The n attribute is used with both <author> and <imprint> elements to supply a six-letter code identifying the author or imprint concerned. The values used should be unique across the corpus, but this is not validated by the current release of the DTD.

For published texts at least one <imprint> element is supplied, containing the following elements in the order given:

<publisher>
name of a publisher.
<pubPlace>
place of publication.
<date>
date of publication of the edition transcribed, usually given in normalized format. Note that this may not be the same as the date specified by the <creation> element. Attributes include:

value
specifies standard value for this date in ISO 8601 format

The following example demonstrates how these elements are used to record bibliographic details for a typical book:

<biblStruct default="NO">
          <monogr>
            <title>Matrices and engineering dynamics. </title>
            <author n="SimpsA1">Simpson, A</author>
            <author n="CollaA1">Collar, A R</author>
            <imprint n="ELLISH1">
              <publisher>Ellis Horwood Ltd</publisher>
              <pubPlace>Chichester</pubPlace>
              <date value="1987">1987</date>
            </imprint>
            <biblScope type="pp">11-195</biblScope>
          </monogr>
        </biblStruct>

The following example is typical of the case where a collection of newspaper pages has been treated as a single text:

<biblStruct default="NO">
          <monogr>
            <title>Belfast Telegraph: Business section.</title>
            <imprint>
              <publisher>u.p.</publisher>
            </imprint>
          </monogr>
        </biblStruct>

Where `series' information is available for a given title, this is not normally tagged distinctly. Instead the series title is given as part of the monographic title, usually preceded by a colon.

5.2. The encoding description

The second major component of the TEI header is the encoding description (<encodingDesc>). This contains information about the relationship between an encoded text and its original source and describes the editorial and other principles employed throughout the corpus. It also contains reference information used throughout the corpus.

The standard TEI <encodingDesc> element has the following six components:

<projectDesc>
describes in detail the purpose for which an electronic file was encoded, together with any other relevant information concerning the process by which it was assembled or collected.
<samplingDecl>
contains a prose description of the rationale and methods used in sampling texts in the creation of the corpus.
<editorialDecl>
provides details of editorial principles and practices applied during the encoding of a text.

YOUR ASSIGNMENT: Name, in the order given, the elements that the passage on TEI header encoding says an <imprint> element contains for published texts.

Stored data

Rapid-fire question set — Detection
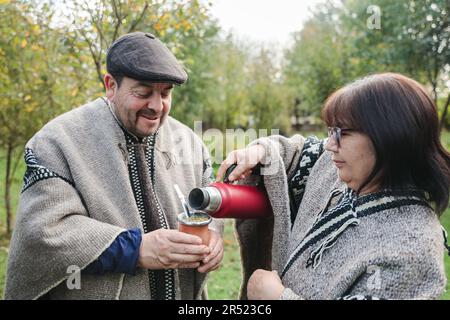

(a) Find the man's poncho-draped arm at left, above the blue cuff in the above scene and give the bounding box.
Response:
[5,168,124,299]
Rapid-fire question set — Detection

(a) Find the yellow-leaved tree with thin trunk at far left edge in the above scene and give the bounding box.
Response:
[0,1,87,233]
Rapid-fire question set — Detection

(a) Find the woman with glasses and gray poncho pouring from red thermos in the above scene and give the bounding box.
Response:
[218,73,450,299]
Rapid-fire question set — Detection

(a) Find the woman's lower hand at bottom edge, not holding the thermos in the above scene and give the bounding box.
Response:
[247,269,284,300]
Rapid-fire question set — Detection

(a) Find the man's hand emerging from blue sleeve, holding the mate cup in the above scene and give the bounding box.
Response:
[138,229,211,269]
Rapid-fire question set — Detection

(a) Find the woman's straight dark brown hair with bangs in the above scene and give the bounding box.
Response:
[322,73,450,214]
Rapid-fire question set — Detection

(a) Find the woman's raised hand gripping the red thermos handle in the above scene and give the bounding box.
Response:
[216,145,265,182]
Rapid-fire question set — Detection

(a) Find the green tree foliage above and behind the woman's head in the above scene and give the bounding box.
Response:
[284,0,450,123]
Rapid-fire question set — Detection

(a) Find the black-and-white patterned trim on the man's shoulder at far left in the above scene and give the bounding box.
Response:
[20,148,74,193]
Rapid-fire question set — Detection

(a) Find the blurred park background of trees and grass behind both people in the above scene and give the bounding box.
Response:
[0,0,450,299]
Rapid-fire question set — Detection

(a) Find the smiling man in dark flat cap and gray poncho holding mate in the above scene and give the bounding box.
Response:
[5,32,223,299]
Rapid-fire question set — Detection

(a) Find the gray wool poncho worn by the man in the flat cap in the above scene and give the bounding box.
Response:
[5,99,222,299]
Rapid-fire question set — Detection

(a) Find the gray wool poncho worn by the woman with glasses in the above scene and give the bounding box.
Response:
[236,135,446,299]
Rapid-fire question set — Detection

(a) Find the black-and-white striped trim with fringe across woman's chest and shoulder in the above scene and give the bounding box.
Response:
[281,189,430,278]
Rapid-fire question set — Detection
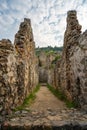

RESULT OF THE TASK: <publisher>, <pubPlace>, <date>